● **PROBLEM DESCRIPTION**
Write out the listing in full, matching it word for word.

● **Object pointing dataset rows**
======

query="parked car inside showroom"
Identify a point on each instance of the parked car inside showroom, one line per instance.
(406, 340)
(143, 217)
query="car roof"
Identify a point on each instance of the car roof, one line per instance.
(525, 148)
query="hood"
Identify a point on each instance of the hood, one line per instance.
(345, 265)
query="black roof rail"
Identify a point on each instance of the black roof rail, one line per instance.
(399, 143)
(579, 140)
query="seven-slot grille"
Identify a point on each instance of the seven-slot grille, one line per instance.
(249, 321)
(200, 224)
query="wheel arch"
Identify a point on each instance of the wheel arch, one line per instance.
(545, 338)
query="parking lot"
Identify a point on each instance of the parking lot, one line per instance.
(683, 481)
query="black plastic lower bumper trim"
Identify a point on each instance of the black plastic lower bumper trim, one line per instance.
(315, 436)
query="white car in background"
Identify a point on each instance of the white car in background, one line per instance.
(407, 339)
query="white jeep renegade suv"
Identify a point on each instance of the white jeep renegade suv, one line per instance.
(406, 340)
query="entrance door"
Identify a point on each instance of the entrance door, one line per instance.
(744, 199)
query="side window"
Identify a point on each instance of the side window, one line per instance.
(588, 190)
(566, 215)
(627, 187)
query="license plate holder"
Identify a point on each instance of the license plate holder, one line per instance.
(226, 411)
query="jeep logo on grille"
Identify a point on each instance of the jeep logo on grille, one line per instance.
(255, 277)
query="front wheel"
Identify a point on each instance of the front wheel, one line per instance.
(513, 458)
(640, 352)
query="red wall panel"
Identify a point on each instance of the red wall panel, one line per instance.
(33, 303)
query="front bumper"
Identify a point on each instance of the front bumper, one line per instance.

======

● **SOLUTION**
query="parked car inside showroom"
Identify a point on each instance of the parked car inside showroom, one line per instance.
(406, 340)
(143, 217)
query="car roof"
Identify a point on each instance of the car roof, one line per instance.
(525, 148)
query="hood"
Identify a point on each instance of the hood, one line per instance.
(345, 265)
query="black roof rail"
Identify a point on each instance of the black roof rail, one line per instance.
(399, 143)
(579, 140)
query="seven-slot grille"
Identify a point on each instance of the seven-slot grille, one line per instance.
(249, 321)
(200, 224)
query="wheel arch"
Identify a point on each instance of the wheel arch, one line per instance.
(545, 338)
query="parking lot"
Identify a point on each instance of the parking lot, one line per instance.
(683, 481)
query="black plastic lower bumper trim"
Identify a point on each instance of the black plastic lower bumper trim, one line per instance.
(315, 436)
query="white car in background"
Identify a point on each instance of the white car in background, one line per instance.
(407, 339)
query="white jeep renegade suv"
Identify a point on each instance of the white jeep renegade suv, one line per instance.
(406, 340)
query="entrance door"
Identify a point on each instance of the entrance door, one line per instance.
(744, 199)
query="side window"
Identify a point on each instance of the side window, one line per instance.
(588, 190)
(566, 215)
(627, 187)
query="license plate holder"
Identify a point on each instance of the license plate holder, one line per instance.
(226, 411)
query="jeep logo on grille"
Identify a point on each instance of the jeep logo on grille, one line per instance.
(255, 277)
query="front wheel"
Identify a point on each instance of the front wheel, one line per instance.
(513, 458)
(640, 352)
query="red wall panel"
Identify a point on each instance of the red wall panel, one line per instance.
(33, 303)
query="front bumper"
Identify a point on each instance of the front bumper, one line per instance.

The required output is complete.